It is important to note that some details of the results may be sensitive to aligner algorithms and parameters. For example, a read whose best alignment has many errors may be left unmapped with one set of parameters, potentially contributing to coverage bias, or mapped with alternative parameters, potentially contributing to error bias. Similarly, parameters often determine whether a particular base is categorized as a mismatch, insertion, or deletion. As much as possible, we have addressed these issues by using aligners and parameters for each technology that have been validated as producing useful alignments for other applications. In our experience, the statistics we have presented are robust to reasonable substitutions of aligners and parameters.

Filtering NA12878 data for the discovery of uncharacterized bias

The following filters were used to exclude regions for which low coverage of sample NA12878 were likely due to biological variation between the sample and the human reference.

We took the previously published NA12878 assembly, produced from a different set of Illumina data [52], and aligned its contigs to the HG19 reference. For each instance in which a contig in the NA12878 assembly contained a gap relative to the reference, we excluded the gap sequence from the undercovered set. Contigs from the ALLPATHS-LG assembly of NA12878 were aligned to the human reference hg19 with BWA-SW version 0.5.9 [38] using default arguments. Contigs longer than 100 kb were split before alignment so as to stay within the aligner's maximum read length. The splitting algorithm ensures that the resulting subsequences are no shorter than 50 kb. When BWA-SW detects large deletions in the contig-reads relative to the reference, it splits the alignments, treating the contigs as chimeric reads. Additionally, we scanned all the aligned contigs and marked any sliding 100-base windows that exhibited more than five alignment errors (mismatches, deleted bases, or inserted bases) as areas that may have high local rates of polymorphism. These regions are excluded from consideration because reads that cover them may fail to align to the reference, which would reduce apparent coverage even in the absence of sequencing bias.

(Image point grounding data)

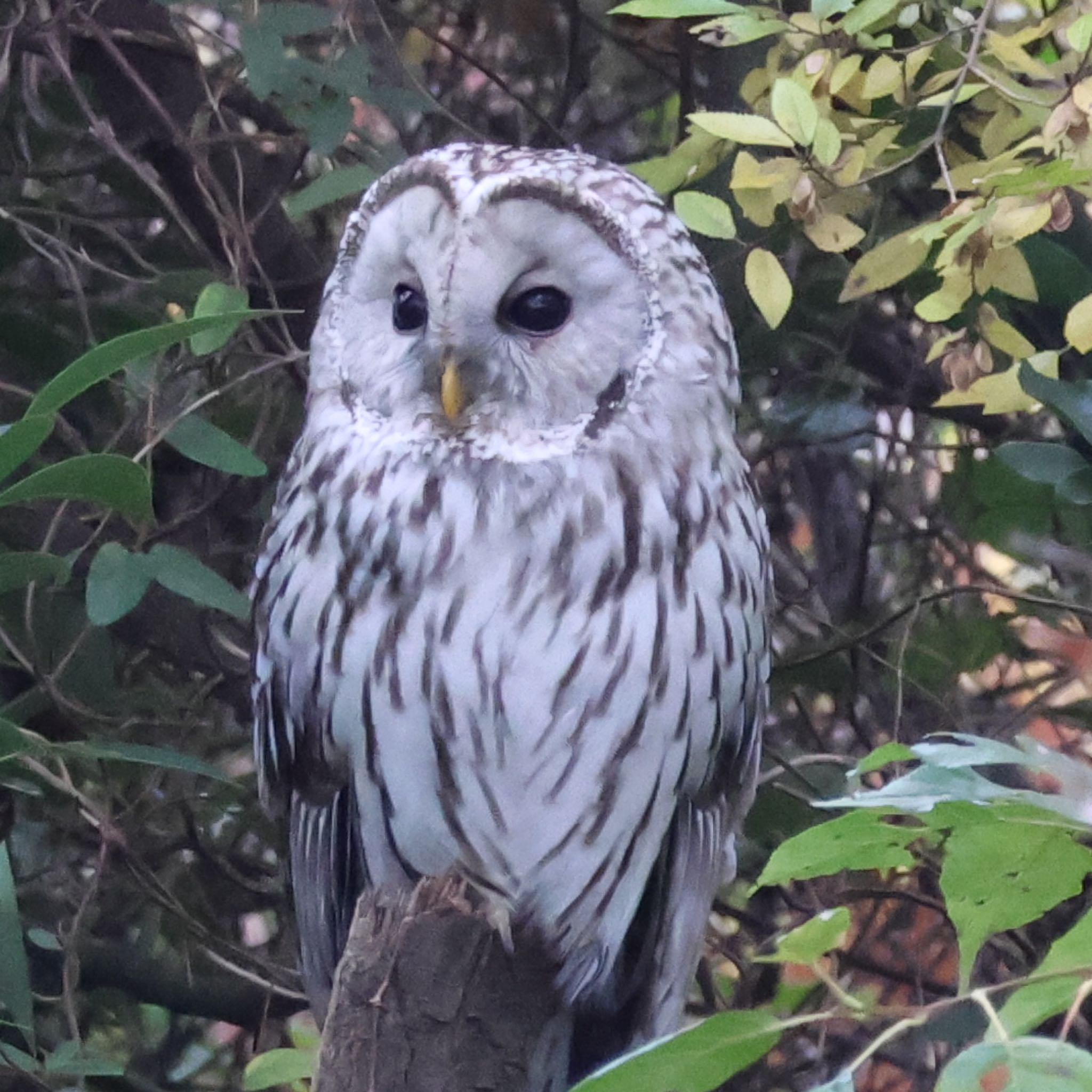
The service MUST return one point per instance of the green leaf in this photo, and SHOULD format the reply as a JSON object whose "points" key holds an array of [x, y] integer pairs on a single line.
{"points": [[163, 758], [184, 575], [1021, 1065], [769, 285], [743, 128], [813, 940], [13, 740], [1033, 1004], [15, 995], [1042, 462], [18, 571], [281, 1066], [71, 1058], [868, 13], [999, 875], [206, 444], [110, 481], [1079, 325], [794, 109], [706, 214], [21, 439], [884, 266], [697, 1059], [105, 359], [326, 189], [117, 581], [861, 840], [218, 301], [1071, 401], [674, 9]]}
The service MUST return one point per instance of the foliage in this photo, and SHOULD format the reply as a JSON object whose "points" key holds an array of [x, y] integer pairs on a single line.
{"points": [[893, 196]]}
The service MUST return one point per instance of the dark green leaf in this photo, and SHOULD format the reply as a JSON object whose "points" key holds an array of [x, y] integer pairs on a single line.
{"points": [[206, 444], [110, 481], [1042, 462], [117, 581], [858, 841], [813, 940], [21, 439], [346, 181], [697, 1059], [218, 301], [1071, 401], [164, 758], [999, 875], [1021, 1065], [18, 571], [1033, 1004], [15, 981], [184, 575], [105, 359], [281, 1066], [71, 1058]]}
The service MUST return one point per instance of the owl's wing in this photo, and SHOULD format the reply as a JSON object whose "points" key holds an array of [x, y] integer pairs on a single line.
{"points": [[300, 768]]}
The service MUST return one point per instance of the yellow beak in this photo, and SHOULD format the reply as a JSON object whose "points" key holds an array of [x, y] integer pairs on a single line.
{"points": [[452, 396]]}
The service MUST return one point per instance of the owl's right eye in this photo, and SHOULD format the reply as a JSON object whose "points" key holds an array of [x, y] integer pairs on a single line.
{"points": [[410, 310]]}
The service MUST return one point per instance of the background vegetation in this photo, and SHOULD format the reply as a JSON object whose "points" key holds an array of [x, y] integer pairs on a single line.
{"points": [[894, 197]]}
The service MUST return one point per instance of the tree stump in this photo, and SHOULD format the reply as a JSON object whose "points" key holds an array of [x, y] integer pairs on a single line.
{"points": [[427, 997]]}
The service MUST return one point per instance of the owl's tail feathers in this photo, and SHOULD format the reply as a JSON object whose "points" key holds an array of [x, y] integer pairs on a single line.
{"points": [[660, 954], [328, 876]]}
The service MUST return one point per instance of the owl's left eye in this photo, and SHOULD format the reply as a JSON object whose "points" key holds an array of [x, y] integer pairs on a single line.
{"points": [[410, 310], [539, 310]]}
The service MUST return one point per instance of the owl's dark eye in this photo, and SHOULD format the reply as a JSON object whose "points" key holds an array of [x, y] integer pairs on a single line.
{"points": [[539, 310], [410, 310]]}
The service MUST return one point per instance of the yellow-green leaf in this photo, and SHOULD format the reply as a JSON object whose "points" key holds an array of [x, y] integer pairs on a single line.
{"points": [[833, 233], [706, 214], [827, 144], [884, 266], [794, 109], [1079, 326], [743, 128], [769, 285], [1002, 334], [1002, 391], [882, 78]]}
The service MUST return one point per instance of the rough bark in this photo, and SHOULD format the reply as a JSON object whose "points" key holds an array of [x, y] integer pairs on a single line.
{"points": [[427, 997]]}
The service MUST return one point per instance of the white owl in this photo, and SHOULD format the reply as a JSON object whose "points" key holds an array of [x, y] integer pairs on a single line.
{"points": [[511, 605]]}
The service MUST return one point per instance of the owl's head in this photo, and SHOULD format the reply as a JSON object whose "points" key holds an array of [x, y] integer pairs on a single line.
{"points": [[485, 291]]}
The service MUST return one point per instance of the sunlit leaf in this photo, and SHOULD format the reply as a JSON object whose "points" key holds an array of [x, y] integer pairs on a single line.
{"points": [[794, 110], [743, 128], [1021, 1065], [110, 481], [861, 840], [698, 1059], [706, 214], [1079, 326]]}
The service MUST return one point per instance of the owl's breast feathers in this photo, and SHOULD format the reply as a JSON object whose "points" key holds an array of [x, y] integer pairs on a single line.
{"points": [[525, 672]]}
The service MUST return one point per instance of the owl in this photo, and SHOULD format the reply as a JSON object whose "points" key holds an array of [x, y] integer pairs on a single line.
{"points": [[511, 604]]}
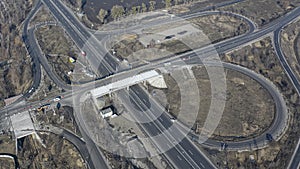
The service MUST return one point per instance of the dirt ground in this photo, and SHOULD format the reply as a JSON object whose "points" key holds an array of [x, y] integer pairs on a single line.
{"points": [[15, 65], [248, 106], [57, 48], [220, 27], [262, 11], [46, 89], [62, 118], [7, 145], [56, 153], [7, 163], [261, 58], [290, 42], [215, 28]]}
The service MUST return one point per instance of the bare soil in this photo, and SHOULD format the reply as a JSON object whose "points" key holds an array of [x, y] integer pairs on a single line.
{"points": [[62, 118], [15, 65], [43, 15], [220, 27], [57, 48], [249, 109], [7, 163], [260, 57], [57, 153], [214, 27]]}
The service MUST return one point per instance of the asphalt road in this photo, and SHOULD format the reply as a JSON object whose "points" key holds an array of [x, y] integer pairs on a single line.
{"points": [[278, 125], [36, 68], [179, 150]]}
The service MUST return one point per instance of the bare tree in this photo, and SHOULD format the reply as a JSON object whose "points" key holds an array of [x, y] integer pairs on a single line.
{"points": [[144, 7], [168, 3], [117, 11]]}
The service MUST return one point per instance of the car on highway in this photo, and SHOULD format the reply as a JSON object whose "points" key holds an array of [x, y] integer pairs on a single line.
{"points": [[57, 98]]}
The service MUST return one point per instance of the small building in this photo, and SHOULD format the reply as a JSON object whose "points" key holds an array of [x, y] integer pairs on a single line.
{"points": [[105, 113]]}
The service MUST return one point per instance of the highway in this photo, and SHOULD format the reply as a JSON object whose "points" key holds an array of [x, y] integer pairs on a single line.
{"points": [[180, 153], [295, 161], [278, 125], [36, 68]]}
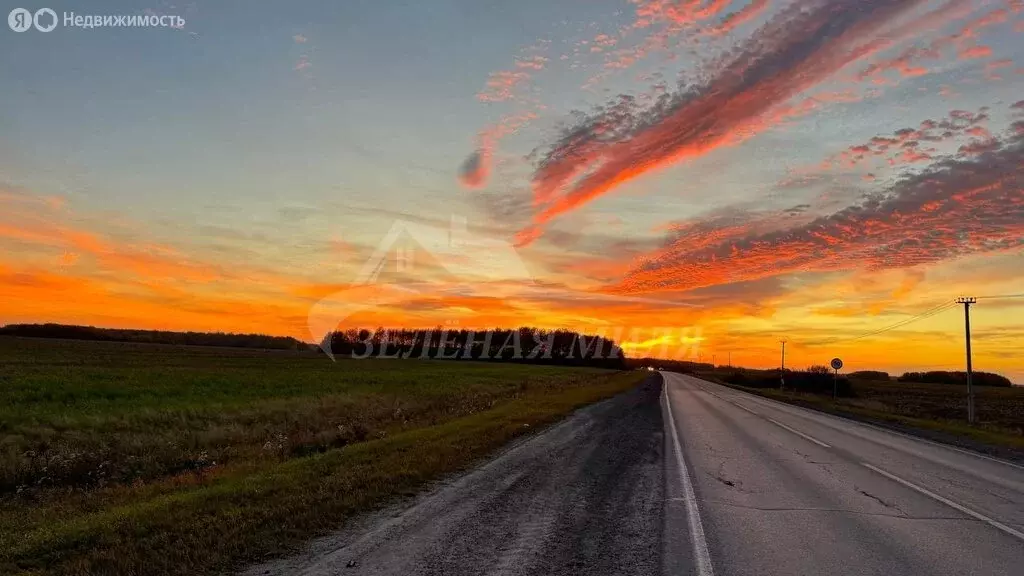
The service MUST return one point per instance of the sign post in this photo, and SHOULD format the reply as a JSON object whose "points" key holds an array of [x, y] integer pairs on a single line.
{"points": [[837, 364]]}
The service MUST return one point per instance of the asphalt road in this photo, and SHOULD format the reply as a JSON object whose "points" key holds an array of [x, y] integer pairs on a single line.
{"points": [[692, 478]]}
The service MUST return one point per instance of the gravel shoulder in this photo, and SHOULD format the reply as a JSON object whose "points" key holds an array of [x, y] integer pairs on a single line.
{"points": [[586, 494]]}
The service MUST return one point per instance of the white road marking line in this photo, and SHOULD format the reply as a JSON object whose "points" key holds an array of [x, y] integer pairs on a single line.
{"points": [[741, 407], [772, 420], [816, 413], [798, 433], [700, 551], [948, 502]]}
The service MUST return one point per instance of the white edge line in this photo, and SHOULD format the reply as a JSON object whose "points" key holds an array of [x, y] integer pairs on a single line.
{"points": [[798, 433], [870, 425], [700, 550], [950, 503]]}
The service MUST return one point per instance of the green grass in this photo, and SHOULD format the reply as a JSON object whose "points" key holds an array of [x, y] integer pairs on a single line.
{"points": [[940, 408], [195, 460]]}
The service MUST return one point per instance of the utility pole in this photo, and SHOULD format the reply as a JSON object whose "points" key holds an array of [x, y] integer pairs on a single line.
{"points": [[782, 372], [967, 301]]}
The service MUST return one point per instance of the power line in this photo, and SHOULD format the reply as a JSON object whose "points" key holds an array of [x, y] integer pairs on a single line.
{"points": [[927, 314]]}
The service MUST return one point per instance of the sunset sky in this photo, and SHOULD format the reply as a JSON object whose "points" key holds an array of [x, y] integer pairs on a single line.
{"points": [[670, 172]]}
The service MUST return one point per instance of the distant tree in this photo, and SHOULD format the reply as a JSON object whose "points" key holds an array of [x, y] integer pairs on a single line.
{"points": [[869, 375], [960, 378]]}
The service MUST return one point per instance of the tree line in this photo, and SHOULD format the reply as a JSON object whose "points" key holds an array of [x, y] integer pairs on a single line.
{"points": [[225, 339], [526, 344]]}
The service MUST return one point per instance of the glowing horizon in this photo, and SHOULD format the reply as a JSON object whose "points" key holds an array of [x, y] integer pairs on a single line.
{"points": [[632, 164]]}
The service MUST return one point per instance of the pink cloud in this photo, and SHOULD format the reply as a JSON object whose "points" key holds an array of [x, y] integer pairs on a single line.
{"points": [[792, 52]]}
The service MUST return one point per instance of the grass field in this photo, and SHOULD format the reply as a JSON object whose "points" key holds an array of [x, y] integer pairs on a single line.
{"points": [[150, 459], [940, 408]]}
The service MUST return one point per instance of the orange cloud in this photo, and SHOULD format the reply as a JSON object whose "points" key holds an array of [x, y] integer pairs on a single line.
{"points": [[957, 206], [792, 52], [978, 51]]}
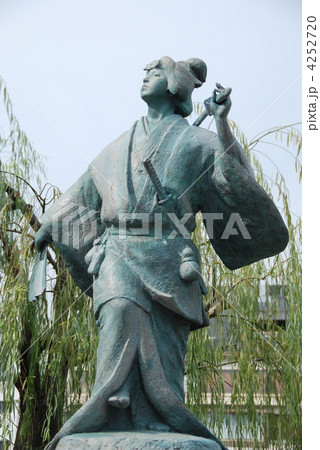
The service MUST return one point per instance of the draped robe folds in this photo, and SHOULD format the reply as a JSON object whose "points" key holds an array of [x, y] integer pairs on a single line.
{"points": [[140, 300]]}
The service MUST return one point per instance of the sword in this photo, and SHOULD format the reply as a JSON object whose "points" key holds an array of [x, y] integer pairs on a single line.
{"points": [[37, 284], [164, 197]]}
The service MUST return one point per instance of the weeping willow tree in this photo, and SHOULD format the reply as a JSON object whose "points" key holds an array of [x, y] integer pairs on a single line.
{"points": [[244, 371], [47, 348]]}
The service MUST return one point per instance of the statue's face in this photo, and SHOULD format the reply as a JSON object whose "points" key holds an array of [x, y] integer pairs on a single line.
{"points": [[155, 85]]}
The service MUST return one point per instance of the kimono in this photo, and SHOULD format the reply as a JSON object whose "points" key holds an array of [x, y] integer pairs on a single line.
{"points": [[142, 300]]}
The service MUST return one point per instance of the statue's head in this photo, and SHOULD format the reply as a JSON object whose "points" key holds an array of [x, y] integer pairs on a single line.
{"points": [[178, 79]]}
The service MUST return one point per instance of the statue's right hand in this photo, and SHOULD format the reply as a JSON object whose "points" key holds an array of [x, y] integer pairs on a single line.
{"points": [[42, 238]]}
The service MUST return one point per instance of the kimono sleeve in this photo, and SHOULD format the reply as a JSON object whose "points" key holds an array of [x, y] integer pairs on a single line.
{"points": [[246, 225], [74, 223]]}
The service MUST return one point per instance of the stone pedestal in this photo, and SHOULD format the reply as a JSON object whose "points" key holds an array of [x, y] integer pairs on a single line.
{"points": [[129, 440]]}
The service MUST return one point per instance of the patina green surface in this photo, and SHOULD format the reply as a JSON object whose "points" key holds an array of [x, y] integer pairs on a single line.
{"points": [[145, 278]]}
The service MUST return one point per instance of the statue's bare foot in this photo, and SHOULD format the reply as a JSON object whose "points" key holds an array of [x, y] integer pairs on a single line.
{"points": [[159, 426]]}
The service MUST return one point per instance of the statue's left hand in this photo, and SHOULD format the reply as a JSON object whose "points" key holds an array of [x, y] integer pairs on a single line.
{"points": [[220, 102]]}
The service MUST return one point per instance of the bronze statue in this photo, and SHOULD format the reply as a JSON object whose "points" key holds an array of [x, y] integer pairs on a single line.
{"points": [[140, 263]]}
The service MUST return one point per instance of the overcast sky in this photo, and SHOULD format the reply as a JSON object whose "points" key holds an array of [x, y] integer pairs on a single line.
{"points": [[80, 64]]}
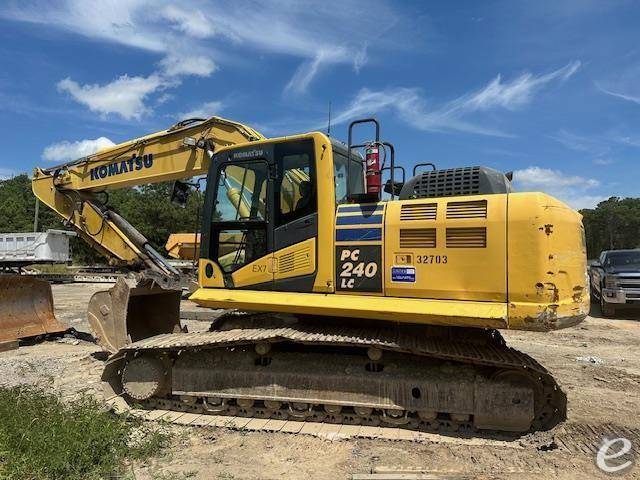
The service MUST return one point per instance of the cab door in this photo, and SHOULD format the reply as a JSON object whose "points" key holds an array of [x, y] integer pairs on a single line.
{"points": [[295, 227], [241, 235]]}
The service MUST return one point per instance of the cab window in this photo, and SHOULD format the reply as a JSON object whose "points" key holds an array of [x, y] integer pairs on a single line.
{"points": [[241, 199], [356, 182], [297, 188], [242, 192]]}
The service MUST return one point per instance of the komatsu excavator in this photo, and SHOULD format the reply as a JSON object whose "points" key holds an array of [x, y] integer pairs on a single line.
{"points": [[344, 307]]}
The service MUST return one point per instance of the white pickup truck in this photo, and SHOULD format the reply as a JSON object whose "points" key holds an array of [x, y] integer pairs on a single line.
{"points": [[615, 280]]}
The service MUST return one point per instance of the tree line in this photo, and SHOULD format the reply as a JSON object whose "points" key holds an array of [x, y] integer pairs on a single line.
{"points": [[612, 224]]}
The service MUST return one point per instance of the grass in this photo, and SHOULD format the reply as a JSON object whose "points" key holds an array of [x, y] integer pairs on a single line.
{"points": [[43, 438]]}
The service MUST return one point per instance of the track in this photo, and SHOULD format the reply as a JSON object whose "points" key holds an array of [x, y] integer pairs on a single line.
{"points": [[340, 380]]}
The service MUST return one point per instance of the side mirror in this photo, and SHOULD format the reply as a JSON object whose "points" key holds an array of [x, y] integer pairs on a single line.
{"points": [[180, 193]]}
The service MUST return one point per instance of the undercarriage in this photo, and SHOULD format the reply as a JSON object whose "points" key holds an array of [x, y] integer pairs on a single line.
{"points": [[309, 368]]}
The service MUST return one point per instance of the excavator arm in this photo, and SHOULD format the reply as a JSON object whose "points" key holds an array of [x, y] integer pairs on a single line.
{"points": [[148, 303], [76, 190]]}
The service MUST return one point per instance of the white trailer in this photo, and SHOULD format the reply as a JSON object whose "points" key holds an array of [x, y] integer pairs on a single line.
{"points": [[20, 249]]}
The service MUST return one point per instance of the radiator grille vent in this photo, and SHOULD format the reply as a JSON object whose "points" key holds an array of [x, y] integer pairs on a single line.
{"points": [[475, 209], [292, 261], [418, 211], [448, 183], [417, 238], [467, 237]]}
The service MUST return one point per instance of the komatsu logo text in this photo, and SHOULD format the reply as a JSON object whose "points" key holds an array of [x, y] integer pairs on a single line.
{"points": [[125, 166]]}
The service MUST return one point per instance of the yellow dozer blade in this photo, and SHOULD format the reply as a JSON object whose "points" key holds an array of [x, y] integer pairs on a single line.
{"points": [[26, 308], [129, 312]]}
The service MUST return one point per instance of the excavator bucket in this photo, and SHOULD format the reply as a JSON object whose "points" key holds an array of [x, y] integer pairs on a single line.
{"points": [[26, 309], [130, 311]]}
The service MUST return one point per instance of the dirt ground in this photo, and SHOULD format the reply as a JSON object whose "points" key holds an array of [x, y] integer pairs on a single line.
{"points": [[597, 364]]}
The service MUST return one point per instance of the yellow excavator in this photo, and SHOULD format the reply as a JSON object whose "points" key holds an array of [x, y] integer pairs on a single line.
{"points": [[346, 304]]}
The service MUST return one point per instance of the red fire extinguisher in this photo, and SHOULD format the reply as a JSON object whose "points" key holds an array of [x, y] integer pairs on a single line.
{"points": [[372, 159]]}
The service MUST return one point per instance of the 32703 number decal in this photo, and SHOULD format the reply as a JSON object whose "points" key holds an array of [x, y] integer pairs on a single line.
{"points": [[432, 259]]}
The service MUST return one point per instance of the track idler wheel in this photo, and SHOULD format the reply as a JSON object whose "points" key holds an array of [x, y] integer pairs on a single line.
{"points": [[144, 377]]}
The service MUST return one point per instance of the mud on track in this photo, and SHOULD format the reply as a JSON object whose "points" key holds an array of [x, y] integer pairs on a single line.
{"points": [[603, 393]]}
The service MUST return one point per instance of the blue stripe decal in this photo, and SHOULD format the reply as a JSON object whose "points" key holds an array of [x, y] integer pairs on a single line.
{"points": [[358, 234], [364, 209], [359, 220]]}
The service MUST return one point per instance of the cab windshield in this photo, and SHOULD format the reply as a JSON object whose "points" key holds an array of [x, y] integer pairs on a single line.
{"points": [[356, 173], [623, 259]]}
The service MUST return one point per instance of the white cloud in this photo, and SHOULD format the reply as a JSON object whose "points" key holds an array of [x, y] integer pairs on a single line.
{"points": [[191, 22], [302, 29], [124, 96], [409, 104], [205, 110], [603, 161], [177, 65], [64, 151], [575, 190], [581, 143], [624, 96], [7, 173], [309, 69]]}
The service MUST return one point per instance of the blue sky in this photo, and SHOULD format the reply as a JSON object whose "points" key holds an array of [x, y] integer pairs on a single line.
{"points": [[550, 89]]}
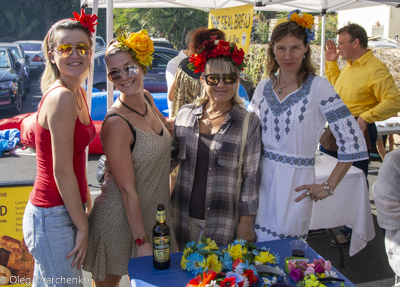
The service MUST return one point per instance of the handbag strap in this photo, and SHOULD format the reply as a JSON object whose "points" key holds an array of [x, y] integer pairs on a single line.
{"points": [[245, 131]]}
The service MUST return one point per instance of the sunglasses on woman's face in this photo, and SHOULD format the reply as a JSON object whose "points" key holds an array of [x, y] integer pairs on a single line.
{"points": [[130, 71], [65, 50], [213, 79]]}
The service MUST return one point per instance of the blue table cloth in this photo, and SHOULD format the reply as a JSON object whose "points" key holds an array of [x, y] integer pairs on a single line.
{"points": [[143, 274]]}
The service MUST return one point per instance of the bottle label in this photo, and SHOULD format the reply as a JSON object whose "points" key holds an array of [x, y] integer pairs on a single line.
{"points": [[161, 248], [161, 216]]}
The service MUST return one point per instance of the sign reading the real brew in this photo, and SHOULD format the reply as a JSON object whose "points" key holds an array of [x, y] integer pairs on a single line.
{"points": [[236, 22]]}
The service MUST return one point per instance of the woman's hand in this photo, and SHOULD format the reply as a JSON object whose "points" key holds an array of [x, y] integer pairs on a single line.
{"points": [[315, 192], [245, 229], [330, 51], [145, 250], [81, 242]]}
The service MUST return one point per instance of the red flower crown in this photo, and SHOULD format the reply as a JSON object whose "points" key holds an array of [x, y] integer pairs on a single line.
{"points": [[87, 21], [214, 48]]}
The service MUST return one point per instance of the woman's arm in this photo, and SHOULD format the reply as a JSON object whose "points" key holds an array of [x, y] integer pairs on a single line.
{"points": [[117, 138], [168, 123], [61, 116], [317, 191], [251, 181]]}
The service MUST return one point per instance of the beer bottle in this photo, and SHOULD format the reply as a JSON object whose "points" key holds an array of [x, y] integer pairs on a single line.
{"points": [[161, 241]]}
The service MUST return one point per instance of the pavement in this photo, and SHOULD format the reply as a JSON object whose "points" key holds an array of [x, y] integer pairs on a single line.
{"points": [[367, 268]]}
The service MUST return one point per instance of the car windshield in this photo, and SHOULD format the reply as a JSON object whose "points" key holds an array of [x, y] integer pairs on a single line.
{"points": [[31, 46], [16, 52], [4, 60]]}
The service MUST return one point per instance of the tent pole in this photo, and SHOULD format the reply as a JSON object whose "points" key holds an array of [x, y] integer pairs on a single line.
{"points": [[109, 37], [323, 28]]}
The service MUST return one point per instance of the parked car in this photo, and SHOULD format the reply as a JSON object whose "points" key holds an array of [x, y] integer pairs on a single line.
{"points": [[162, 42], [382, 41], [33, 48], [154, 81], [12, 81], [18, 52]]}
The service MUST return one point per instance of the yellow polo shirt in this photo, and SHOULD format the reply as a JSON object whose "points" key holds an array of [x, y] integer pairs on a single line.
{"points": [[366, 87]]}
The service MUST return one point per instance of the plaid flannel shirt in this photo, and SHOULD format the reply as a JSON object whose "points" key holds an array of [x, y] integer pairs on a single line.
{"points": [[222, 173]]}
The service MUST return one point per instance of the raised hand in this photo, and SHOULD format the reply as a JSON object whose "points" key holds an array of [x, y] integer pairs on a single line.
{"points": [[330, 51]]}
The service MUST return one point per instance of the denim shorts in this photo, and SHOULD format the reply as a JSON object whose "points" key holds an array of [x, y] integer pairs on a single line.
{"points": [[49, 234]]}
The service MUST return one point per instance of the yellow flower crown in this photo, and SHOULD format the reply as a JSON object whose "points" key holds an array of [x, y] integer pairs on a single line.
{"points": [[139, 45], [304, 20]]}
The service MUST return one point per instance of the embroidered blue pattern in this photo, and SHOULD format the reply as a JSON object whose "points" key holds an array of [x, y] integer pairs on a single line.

### Problem statement
List every length stated in the passage on filtering NA12878 data, and give what each one refers to.

### Exercise solution
- 100 kb: contigs longer than this were split before alignment.
- 50 kb: the splitting algorithm keeps the resulting subsequences at least this long.
- 100 bases: the size of the sliding windows scanned for alignment errors.